** Work order **
Gather every line of the entries that includes the word "group".

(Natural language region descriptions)
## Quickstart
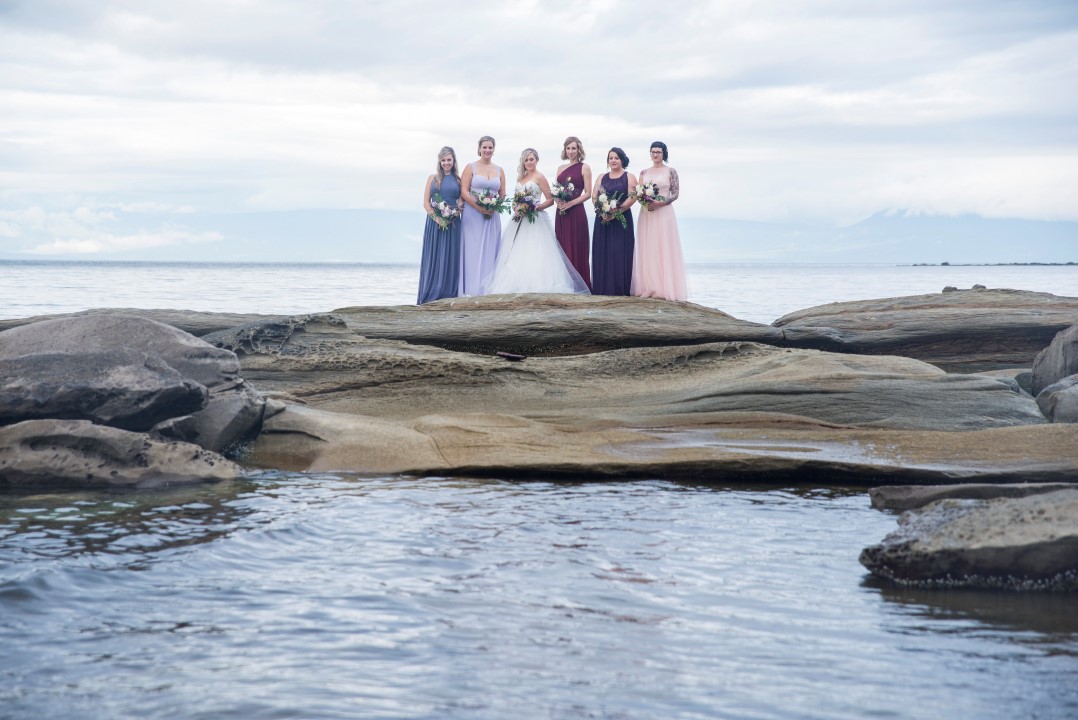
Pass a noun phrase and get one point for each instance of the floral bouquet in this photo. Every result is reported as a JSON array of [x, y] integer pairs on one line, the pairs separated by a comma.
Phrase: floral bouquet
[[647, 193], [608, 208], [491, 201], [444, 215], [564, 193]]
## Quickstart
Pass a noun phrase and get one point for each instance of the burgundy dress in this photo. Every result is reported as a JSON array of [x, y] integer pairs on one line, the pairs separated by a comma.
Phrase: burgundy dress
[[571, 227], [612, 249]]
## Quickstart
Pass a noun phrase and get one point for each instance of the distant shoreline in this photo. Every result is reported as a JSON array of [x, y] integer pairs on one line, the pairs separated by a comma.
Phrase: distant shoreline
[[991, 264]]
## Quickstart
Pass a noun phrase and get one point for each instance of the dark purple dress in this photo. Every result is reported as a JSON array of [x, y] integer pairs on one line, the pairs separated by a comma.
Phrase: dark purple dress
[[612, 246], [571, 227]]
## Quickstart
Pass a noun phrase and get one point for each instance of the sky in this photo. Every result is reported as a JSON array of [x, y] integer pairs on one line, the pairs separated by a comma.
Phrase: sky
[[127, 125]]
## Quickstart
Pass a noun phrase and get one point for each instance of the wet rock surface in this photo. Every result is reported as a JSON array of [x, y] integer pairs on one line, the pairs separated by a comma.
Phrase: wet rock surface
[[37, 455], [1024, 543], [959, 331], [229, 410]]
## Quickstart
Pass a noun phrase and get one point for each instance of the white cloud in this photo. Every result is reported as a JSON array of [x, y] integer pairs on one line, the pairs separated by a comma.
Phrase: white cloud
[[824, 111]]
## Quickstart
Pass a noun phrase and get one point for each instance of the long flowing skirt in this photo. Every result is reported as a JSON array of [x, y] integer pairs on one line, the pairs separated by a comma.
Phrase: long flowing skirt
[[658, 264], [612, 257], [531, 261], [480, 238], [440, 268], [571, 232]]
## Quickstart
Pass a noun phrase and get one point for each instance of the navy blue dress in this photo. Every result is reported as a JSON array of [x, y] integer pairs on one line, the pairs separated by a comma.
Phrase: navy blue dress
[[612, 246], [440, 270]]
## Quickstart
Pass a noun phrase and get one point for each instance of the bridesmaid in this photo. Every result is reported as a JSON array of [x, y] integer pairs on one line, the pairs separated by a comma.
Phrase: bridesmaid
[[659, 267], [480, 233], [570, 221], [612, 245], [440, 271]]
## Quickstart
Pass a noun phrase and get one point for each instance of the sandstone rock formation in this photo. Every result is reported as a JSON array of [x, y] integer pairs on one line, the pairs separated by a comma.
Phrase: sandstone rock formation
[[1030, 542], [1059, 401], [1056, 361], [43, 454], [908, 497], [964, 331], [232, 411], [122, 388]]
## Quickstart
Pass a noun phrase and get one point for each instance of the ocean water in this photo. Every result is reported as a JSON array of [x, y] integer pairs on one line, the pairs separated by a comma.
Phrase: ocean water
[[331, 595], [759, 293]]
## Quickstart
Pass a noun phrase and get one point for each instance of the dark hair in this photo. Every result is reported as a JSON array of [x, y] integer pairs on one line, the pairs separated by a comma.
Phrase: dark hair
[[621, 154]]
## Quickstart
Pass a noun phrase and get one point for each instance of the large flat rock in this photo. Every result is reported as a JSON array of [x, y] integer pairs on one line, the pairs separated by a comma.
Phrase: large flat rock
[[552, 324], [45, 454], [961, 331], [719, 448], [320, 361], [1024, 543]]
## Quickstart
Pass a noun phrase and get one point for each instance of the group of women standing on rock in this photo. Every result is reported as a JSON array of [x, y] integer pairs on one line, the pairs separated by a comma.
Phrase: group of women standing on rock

** Result **
Pass a noun phrase and get one point for each instance of the group of women standing on rock in this photo. Every result is reported as a JSON array of [x, y] integer pairs on one line, the pairs separated by a comma.
Phrase: group of women standing on rock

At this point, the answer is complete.